■ **Directions**: Copy the listing again, starting at the line that contains "Return one point per instance of the referee's hand" and ending after the line that contains "Target: player's elbow", with "official's" put in place of every "referee's" and nothing else altered.

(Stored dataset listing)
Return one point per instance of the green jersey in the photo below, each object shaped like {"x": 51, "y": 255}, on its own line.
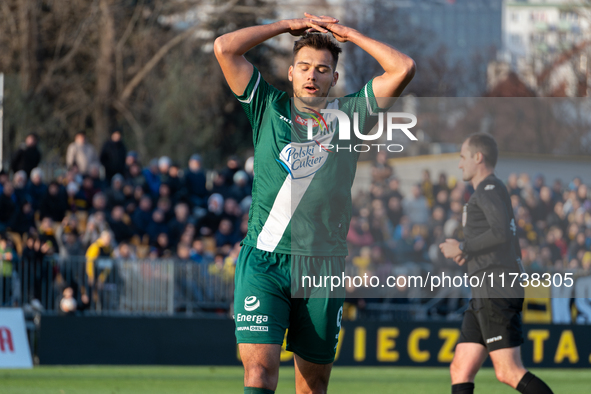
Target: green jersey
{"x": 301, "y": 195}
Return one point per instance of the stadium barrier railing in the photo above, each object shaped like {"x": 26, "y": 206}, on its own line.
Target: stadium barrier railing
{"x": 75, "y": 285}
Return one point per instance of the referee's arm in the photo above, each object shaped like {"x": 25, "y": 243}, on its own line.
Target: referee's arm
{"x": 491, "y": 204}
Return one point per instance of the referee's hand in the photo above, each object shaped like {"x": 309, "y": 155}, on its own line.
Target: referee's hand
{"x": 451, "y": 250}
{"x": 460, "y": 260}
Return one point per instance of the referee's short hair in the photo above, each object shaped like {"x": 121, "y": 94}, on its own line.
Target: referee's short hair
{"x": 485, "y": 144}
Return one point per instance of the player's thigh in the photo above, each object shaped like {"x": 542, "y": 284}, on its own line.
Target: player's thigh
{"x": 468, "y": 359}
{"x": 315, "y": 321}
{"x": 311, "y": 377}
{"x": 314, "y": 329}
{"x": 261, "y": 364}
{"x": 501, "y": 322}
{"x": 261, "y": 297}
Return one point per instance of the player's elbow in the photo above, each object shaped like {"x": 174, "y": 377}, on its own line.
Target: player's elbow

==

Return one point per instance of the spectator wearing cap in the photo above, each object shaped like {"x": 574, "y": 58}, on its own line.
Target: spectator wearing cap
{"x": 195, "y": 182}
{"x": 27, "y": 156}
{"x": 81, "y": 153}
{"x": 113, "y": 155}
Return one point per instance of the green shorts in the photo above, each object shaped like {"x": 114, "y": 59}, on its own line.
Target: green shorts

* * *

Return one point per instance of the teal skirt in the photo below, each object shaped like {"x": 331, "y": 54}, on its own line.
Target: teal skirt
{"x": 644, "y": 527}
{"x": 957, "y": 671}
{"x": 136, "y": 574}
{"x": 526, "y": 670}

■ **Response**:
Return one point per instance of the official's hand in the photo above, each object shaped like {"x": 309, "y": 155}, on its own line.
Target: official's hand
{"x": 451, "y": 250}
{"x": 460, "y": 260}
Return one point per instance of the official's short hair in the photo above, each object shaped like {"x": 121, "y": 94}, on its own line.
Target: official's short hair
{"x": 485, "y": 144}
Return one point per instance of the player's thigh in the photo above, each object shaped like {"x": 542, "y": 284}, on its own line.
Target: player's thigh
{"x": 468, "y": 359}
{"x": 315, "y": 321}
{"x": 311, "y": 377}
{"x": 314, "y": 329}
{"x": 261, "y": 364}
{"x": 501, "y": 322}
{"x": 261, "y": 297}
Return one point per instance of the player's elbow in the photo above, each object shaped like {"x": 174, "y": 377}, on its own line.
Target: player's elbow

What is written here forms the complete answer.